Your assignment | From the data below, return only the lines from the one with "Target: blue dumpster" through the one with "Locate the jacket", exact and inclusive, with pictures left out.

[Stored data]
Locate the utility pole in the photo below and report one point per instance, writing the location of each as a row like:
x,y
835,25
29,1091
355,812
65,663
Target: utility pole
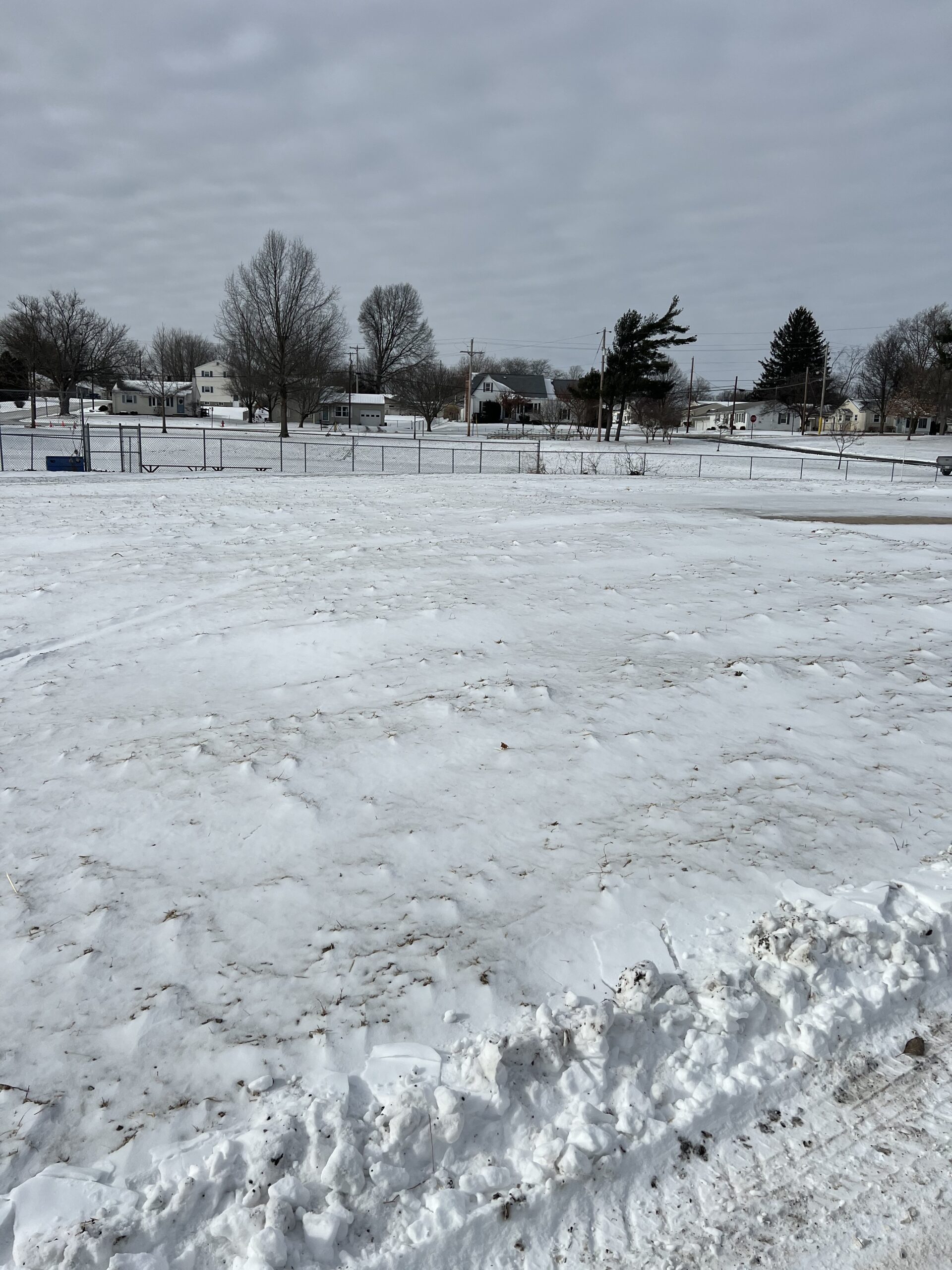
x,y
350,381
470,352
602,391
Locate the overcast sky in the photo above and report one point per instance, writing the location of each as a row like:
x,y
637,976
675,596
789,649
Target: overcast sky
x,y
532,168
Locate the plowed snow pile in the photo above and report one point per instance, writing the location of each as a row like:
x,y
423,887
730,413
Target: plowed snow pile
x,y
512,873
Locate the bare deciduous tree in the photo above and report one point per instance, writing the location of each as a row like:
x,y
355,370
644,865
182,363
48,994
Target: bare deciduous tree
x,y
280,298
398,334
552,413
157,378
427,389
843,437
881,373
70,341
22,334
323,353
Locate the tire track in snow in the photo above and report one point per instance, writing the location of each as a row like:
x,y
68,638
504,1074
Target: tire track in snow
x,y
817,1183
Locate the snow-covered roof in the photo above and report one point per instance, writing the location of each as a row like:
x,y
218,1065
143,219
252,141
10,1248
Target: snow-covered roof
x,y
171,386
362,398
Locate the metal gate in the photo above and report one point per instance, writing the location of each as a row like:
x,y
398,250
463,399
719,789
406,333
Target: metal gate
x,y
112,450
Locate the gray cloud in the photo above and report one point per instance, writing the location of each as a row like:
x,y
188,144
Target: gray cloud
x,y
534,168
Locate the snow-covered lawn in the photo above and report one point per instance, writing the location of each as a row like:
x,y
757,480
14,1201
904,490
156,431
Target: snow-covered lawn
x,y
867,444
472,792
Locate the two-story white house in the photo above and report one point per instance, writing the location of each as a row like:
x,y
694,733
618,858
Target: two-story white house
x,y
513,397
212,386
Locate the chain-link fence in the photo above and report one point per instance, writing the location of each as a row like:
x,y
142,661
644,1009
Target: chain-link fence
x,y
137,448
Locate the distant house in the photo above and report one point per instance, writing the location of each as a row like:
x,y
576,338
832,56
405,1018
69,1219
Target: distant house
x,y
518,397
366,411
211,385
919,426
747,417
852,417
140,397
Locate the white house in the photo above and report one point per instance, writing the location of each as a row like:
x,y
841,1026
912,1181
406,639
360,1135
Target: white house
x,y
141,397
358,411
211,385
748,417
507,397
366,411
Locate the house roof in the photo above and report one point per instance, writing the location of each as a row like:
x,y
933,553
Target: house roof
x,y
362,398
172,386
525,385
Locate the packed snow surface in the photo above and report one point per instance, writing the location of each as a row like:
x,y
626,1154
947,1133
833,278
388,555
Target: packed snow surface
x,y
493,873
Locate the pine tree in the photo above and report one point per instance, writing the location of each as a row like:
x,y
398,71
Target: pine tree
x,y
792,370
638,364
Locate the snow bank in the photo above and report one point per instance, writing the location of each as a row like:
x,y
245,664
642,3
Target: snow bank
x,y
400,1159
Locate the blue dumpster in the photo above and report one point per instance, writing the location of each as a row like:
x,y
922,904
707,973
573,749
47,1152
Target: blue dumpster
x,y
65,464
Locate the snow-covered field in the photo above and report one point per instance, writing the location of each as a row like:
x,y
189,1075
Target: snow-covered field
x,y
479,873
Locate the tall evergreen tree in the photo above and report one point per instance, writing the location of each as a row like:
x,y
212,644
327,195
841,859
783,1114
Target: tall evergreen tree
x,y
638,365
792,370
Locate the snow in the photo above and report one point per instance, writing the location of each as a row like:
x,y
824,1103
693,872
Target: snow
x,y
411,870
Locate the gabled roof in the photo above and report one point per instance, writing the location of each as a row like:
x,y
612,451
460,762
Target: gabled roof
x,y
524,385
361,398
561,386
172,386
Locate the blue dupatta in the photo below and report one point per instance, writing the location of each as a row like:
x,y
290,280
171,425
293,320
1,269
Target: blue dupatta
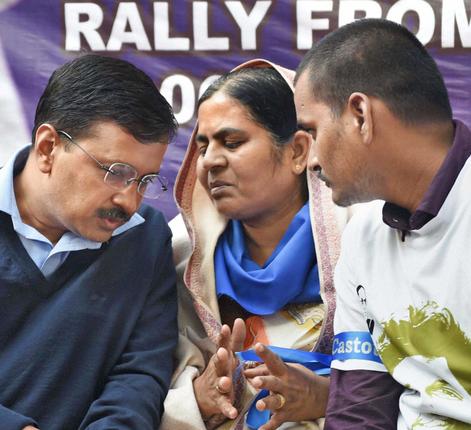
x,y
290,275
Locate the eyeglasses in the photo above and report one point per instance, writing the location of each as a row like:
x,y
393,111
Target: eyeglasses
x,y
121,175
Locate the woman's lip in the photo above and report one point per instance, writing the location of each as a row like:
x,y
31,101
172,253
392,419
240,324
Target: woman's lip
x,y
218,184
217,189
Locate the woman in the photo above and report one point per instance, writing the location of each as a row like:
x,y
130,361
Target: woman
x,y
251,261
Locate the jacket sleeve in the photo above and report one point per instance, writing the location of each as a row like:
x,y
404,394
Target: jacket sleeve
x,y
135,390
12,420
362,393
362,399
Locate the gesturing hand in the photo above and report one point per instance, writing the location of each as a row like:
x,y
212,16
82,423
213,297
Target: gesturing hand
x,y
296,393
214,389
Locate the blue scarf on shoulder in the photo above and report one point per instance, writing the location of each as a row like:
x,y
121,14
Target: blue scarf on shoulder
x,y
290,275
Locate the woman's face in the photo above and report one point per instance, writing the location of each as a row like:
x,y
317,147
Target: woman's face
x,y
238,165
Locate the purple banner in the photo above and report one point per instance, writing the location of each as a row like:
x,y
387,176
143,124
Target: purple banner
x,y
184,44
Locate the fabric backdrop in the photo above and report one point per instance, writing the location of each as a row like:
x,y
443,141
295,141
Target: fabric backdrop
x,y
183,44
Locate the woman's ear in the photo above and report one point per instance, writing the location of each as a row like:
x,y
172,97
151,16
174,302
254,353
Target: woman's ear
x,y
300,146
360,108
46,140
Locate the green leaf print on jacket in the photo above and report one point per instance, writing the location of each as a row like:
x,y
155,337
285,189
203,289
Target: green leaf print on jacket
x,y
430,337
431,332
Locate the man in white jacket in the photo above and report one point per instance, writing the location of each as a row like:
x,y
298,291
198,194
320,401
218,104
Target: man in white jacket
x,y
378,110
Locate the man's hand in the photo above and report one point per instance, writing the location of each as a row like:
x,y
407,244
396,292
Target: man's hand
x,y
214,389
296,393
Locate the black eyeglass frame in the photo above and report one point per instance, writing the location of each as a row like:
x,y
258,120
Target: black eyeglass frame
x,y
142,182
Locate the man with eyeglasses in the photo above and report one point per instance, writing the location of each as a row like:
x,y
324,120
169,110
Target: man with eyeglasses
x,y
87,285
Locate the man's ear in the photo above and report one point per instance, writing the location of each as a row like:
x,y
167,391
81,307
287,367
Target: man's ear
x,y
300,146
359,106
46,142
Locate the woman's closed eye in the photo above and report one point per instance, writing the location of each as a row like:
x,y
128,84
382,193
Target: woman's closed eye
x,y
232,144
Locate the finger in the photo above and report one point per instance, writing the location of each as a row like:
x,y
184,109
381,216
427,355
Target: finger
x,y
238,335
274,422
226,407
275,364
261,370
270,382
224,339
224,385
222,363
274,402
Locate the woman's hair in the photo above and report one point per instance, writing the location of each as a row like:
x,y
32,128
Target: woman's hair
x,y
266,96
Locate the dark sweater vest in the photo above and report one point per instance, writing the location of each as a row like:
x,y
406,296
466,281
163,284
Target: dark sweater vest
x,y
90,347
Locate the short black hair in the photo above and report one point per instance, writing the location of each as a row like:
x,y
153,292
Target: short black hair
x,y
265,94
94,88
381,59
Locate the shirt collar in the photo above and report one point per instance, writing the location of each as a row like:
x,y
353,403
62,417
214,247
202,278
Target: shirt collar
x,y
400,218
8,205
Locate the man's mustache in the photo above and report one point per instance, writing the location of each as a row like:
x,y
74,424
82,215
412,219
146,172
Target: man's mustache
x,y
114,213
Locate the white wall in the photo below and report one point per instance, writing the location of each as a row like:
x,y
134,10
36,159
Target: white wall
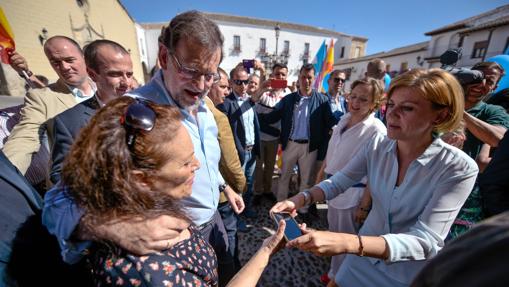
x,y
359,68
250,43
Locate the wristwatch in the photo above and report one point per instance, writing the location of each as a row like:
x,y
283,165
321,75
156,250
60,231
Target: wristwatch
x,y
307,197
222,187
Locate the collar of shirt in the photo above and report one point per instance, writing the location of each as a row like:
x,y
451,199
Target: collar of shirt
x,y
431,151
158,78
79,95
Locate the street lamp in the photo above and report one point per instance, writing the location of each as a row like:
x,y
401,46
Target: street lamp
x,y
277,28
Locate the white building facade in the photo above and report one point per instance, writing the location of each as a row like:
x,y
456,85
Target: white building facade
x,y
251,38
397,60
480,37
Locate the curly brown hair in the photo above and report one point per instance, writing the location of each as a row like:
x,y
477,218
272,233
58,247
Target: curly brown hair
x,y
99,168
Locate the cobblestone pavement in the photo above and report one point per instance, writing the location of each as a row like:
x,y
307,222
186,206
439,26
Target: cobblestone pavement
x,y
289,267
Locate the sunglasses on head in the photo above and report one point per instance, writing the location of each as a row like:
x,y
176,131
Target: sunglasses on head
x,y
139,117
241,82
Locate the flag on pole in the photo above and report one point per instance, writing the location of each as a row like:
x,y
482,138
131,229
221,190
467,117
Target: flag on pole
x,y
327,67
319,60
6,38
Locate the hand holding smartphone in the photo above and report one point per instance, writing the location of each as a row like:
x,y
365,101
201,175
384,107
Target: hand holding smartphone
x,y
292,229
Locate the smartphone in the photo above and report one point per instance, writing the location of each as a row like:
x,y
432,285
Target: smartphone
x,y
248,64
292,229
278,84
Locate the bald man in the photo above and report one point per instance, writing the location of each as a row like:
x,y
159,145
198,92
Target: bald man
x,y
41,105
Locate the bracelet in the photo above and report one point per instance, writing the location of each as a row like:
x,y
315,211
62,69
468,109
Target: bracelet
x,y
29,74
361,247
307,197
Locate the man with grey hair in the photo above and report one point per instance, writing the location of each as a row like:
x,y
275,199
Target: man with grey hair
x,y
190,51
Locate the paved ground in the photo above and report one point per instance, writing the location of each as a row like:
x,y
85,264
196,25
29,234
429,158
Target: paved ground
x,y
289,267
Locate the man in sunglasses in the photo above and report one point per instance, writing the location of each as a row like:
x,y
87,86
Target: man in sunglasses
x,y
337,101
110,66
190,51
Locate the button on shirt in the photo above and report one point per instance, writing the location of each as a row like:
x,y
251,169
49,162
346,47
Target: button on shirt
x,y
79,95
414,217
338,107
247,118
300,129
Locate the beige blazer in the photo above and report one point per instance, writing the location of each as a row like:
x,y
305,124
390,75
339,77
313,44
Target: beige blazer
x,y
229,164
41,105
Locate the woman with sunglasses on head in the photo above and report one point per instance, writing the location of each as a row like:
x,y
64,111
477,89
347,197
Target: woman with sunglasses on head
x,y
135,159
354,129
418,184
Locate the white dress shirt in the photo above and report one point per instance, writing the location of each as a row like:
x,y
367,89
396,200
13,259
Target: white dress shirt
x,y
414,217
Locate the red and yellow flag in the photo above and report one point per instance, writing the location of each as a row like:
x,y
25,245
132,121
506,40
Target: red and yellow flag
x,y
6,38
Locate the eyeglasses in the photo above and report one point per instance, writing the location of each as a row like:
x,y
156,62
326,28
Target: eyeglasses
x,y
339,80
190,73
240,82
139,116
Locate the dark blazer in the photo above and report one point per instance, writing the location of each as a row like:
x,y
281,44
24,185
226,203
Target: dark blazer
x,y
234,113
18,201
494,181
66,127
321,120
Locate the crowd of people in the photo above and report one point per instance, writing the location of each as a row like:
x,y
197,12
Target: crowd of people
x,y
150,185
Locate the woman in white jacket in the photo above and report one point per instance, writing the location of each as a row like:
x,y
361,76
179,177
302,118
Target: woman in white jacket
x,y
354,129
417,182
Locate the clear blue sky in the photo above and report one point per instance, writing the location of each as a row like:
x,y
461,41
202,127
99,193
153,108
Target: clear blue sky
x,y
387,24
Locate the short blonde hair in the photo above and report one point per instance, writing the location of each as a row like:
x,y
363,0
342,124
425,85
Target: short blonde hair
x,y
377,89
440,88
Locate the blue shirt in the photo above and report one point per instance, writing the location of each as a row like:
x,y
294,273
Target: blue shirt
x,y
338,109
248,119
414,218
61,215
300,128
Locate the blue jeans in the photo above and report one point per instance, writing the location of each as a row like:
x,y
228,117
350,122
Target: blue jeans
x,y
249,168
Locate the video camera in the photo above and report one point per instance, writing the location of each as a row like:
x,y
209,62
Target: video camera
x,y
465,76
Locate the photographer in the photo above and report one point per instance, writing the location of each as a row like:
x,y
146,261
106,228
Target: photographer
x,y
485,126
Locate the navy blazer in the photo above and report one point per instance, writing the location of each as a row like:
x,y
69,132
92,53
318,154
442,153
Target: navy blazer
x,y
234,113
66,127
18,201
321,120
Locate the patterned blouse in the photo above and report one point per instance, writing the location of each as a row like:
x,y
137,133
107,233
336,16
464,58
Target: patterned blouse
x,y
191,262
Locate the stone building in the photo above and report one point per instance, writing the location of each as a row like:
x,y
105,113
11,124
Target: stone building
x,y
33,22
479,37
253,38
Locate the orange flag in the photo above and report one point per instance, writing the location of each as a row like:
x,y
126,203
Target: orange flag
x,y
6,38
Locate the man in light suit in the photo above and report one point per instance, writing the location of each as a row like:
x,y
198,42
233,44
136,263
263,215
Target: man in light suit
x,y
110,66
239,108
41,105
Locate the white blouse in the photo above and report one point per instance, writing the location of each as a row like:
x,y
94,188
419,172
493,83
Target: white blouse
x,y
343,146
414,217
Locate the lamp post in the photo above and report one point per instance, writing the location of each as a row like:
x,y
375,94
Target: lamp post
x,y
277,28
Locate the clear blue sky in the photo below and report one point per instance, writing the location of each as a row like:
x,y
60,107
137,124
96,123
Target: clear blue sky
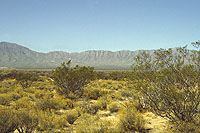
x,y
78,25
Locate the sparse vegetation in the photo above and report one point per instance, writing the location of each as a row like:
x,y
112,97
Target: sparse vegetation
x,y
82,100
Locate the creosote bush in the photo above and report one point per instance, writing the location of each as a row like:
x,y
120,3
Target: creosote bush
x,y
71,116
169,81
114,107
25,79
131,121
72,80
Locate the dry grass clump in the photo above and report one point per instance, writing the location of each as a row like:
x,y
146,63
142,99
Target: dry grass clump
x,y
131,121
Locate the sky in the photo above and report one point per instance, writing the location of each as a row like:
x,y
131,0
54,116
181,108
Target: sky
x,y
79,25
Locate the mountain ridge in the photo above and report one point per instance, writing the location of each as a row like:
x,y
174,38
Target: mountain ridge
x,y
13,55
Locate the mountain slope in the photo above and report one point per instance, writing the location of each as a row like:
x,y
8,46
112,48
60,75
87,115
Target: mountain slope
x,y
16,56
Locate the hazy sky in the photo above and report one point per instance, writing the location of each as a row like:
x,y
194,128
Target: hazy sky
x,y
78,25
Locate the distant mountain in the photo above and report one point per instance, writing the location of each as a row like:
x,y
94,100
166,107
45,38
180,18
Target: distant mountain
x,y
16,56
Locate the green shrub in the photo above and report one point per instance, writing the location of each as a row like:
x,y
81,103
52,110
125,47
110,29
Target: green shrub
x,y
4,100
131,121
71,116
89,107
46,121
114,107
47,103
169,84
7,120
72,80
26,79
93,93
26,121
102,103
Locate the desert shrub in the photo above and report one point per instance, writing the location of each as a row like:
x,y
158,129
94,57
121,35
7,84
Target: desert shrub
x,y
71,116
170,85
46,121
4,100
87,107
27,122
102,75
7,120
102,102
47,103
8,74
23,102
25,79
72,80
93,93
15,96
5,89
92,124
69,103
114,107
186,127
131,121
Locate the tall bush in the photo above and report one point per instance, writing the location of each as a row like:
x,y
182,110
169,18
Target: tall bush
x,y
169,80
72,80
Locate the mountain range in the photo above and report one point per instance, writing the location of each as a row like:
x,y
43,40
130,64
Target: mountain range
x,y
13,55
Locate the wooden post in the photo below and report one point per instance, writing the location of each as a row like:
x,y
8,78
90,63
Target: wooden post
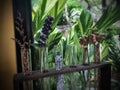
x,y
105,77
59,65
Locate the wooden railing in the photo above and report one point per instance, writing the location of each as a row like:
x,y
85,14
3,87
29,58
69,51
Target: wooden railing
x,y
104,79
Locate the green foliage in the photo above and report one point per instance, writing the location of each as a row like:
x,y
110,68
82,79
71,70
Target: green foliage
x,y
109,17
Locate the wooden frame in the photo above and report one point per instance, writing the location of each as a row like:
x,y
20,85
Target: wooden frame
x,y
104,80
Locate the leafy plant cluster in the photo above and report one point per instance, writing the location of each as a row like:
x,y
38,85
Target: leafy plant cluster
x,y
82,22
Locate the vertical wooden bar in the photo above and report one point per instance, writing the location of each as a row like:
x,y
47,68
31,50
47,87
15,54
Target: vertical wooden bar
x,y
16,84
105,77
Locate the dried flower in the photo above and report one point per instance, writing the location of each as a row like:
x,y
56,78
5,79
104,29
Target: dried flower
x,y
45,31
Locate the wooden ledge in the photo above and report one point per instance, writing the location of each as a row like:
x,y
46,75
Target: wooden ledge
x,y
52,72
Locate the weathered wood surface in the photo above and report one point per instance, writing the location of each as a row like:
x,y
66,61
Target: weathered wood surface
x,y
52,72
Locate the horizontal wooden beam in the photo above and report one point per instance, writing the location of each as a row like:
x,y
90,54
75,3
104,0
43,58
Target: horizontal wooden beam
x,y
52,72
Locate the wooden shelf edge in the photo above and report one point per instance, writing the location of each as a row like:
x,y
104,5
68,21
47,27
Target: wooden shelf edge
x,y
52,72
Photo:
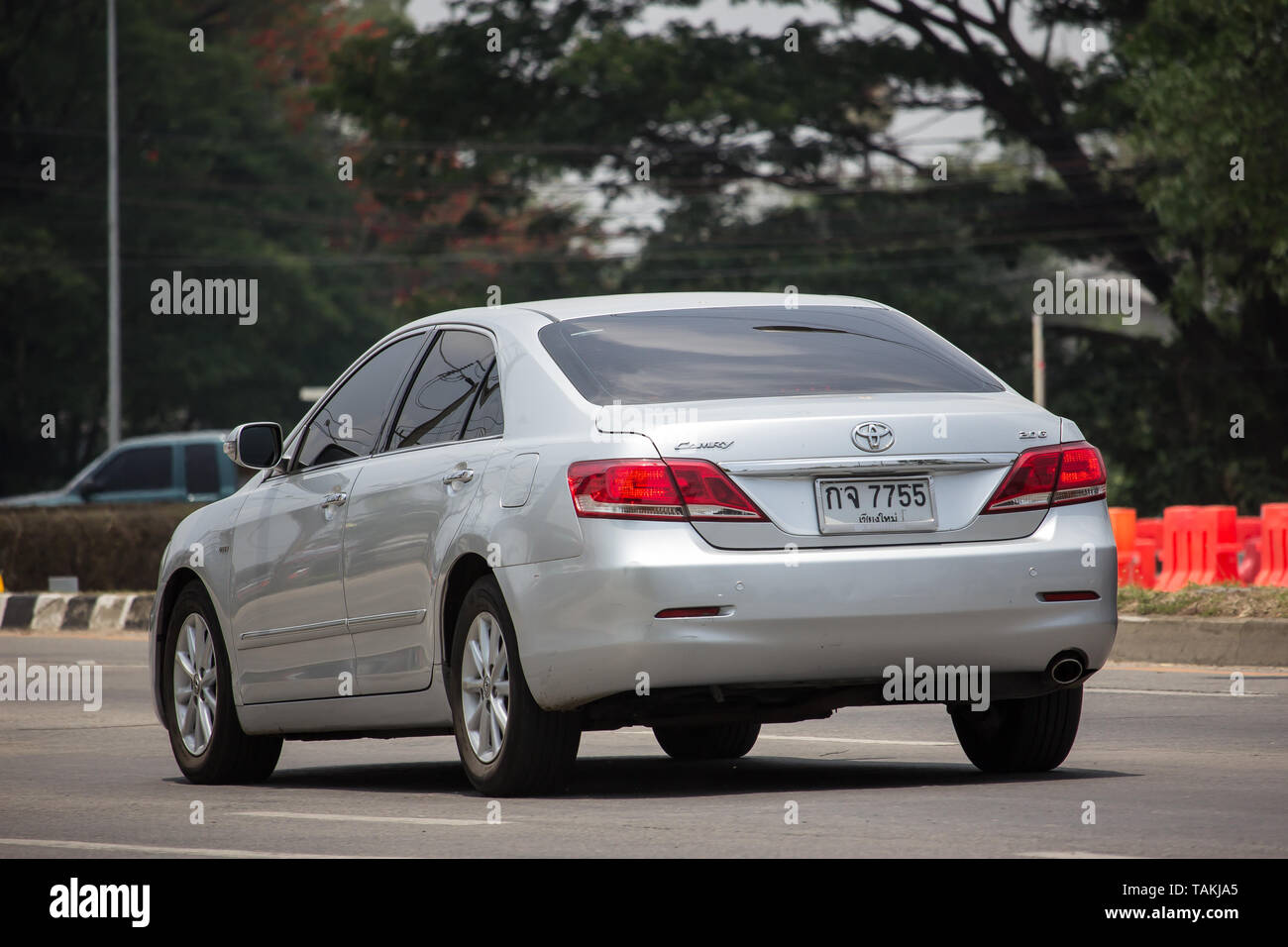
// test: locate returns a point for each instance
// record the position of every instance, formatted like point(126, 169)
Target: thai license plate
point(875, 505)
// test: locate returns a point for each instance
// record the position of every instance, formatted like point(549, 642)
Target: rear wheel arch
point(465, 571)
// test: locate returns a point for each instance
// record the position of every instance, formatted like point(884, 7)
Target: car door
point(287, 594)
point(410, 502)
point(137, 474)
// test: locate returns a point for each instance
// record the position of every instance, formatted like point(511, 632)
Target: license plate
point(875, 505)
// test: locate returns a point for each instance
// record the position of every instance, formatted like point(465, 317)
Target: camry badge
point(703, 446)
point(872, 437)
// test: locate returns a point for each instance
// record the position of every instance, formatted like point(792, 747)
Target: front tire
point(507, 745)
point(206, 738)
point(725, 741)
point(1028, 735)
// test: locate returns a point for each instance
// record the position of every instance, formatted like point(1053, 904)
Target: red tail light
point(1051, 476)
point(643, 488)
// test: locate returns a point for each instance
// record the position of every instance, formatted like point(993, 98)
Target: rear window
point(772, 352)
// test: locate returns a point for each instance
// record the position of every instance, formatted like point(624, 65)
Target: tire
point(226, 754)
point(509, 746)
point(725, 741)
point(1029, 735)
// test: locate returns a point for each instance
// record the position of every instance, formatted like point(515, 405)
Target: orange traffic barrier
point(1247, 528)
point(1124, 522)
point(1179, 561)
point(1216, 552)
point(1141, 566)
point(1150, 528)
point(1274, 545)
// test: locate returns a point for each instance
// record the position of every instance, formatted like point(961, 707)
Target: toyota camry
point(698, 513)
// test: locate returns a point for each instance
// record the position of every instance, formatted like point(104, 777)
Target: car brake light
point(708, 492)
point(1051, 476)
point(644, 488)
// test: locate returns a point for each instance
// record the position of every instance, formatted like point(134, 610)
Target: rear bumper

Answer for this exercise |
Target: blue dumpster
x,y
65,464
Locate the snow-covered field in the photo above and report one point per instance, writing the location of each as a row like:
x,y
189,1075
Target: snow-covered field
x,y
479,873
Locate the tall evergreen tree in the photo above and report one point per instance, writing the location of each as a row like:
x,y
212,644
327,195
841,859
783,1114
Target: tall evergreen tree
x,y
638,365
792,370
Locate the snow in the photo above and report one point per instance, writing the location of each as a row like:
x,y
824,1103
693,872
Target: snow
x,y
411,870
Locate the gabled roof in the photo above and report one point per instance, writing the location of each as a row like:
x,y
612,451
460,762
Target: gabled roof
x,y
524,385
361,398
561,386
172,386
Locate the blue dupatta in the photo below and report one point per instance, writing the location of each as a row like:
x,y
290,280
171,425
293,320
1,269
Target: blue dupatta
x,y
290,275
Locate the eyeglasses in the photo above and report one point per instance, writing the location of each as a row like:
x,y
393,111
Target: eyeglasses
x,y
121,175
Locate the woman's lip in the photo above and report one point per instance, writing the location of each as a row like:
x,y
31,101
172,253
392,419
240,324
Target: woman's lip
x,y
218,184
217,189
Locate the woman in the photo above and report one point per instance, writing the location of each as a row like:
x,y
130,361
Target: woman
x,y
251,261
Locate the jacket sleeve in the photo above and report one point per instance, writing the location of each as a row like:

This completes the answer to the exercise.